§ **TEXTE PROPOSÉ**:
++++++
Canalblog
Editer l'article Suivre ce blog Administration + Créer mon blog
l'araignée givrée
13 décembre 2017

Doubles funérailles dans la nation France : le prozac du Figaro et le prozac du populo

1er_juin_1885_-_Enterrement_Victor_Hugo

En littérature, je n'ai plus de confrères. Dans l'espace d'un demi-siècle, les us et coutumes neufs de la corporation m'ont laissé en arrière un à un au fil des années. J'ignore non seulement le CD-Rom et le traitement de texte, mais même la machine à écrire, le livre de poche, et, d'une façon générale, les voies et moyens de promotion modernes qui font prospérer les ouvrages de belles-lettres. Je prends rang, professionnellement, parmi les survivances folkloriques appréciées qu'on signale aux étrangers, auprès du pain Poilâne, et des jambons fumés chez l'habitant., Julien Gracq, entretien au journal Le Monde, 2000.

 

Ce samedi 9 décembre 2017, j’étais invité au lycée Henri IV, à Paris, pour commémorer les dix ans de la disparition de Julien Gracq, sur une proposition de Jean-Yves Chevalier, professeur de mathématiques et fervent lecteur de Gracq. L’hommage – qui commença par des lectures d’extraits choisis par l’exécutrice testamentaire, Bernhild Boie (belle occasion, pour les élèves du lycée de nous démontrer leurs talents de comédiens) – fut suivi d’une table ronde animée par Mathieu Garrigou-Lagrange de France Culture, avec Régis Debray, philosophe, Hédi Kaddour, écrivain, Jean-Louis Tissier, géographe, Jérôme Villeminoz, conservateur du fonds Julien Gracq à la BNF, et moi-même.
++++++
§ **DONNÉES BRUTES**:
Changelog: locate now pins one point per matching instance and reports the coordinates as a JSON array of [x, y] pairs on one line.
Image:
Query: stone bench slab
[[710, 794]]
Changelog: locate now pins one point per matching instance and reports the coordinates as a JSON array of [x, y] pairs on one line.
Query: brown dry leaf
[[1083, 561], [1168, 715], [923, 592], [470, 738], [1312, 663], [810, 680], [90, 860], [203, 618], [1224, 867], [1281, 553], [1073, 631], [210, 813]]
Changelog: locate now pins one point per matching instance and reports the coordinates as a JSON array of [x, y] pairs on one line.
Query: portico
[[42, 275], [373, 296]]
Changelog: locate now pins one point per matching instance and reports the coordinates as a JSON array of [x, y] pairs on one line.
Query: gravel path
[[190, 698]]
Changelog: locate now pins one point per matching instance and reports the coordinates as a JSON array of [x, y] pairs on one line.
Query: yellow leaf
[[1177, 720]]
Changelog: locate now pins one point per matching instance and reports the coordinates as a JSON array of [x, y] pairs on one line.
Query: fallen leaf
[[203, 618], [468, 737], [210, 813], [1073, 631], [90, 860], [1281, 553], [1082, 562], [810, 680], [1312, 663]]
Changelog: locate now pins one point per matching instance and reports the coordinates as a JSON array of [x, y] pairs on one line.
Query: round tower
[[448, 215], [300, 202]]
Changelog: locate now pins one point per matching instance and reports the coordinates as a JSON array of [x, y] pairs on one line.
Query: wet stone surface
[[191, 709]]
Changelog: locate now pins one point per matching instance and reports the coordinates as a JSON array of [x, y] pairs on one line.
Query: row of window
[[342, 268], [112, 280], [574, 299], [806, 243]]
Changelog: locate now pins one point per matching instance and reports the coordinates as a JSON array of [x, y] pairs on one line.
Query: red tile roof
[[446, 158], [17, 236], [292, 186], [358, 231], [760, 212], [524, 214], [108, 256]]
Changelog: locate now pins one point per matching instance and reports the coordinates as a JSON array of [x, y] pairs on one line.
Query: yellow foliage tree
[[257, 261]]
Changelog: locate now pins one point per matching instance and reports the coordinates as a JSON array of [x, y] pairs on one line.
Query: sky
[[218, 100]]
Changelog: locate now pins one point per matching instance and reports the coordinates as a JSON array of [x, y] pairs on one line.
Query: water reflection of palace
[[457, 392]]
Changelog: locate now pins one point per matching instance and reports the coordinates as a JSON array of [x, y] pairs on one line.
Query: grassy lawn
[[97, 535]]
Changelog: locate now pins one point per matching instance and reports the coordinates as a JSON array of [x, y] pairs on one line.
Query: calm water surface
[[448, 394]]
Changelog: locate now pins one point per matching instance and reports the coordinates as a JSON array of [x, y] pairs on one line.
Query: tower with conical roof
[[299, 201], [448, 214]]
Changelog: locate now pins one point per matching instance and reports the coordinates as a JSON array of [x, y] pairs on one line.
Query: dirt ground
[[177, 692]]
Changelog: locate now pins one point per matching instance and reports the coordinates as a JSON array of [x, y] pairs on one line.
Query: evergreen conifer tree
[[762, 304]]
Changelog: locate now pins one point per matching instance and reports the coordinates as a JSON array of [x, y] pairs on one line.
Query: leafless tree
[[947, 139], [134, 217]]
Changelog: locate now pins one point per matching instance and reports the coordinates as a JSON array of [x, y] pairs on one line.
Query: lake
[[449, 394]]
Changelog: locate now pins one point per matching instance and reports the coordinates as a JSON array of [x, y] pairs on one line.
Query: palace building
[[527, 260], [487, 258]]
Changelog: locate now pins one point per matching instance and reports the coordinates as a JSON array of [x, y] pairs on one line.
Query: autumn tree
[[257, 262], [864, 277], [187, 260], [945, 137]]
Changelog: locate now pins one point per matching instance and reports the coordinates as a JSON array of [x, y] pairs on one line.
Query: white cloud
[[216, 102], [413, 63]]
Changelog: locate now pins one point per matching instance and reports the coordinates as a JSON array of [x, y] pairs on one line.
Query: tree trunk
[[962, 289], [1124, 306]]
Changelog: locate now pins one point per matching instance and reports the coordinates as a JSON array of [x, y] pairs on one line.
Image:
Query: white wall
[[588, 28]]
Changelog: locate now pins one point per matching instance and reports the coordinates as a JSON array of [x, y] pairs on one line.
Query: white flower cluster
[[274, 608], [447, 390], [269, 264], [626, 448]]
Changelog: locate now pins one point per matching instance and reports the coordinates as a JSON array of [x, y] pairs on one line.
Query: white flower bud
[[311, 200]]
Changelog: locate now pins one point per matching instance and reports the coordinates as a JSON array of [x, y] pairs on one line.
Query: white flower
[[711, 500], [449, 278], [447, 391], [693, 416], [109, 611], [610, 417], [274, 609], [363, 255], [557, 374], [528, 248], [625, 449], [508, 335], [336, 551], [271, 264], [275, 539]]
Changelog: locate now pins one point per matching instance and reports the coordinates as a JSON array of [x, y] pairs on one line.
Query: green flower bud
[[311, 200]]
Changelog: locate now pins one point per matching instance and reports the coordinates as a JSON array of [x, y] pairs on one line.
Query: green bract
++++++
§ **CONSIGNES**:
(1) D'après le texte proposé, qui animait la table ronde ?
(2) Rédigez la suite du texte proposé, consacré à l'hommage rendu à Julien Gracq.
Les entrées n'ont aucun lien avec le texte proposé.

§ **RÉPONSES PAR CONSIGNE**:
(1) Mathieu Garrigou-Lagrange, de France Culture.

(2)
Le matin, dans un PMU de Belleville où j’étais entré pour mettre au clair mes notes en vue de l’hommage de l’après-midi, j’avais écouté les piliers de bar (je précise au passage, si Finkielkraut me lit, qu’il n’y avait là que des enfants d’immigrés) parler de la mort de Johnny, disserter sur la mort en général et sur la brièveté de la vie, se demander s’ils allaient se rendre aux Champs-Elysées. A midi, j’avais rendez-vous avec Régis Debray, nous devions déjeuner ensemble dans un petit bistrot de la place du Panthéon, et j’arrivai rue de l’Odéon la tête pleine de ces « ah que Johnny !  - j’eus la mauvaise idée de rappeler à mon hôte quel était le grand événement de la journée, quel était le nom présent sur toutes les lèvres ce matin, et ce que je craignais se produisit : il alluma la télé, cette télé que je n’ai pas, que je ne regarde pas, en me disant « cher ami, notre frichti va se réduire à un sandwich mais pas question de rater ce spectacle ! »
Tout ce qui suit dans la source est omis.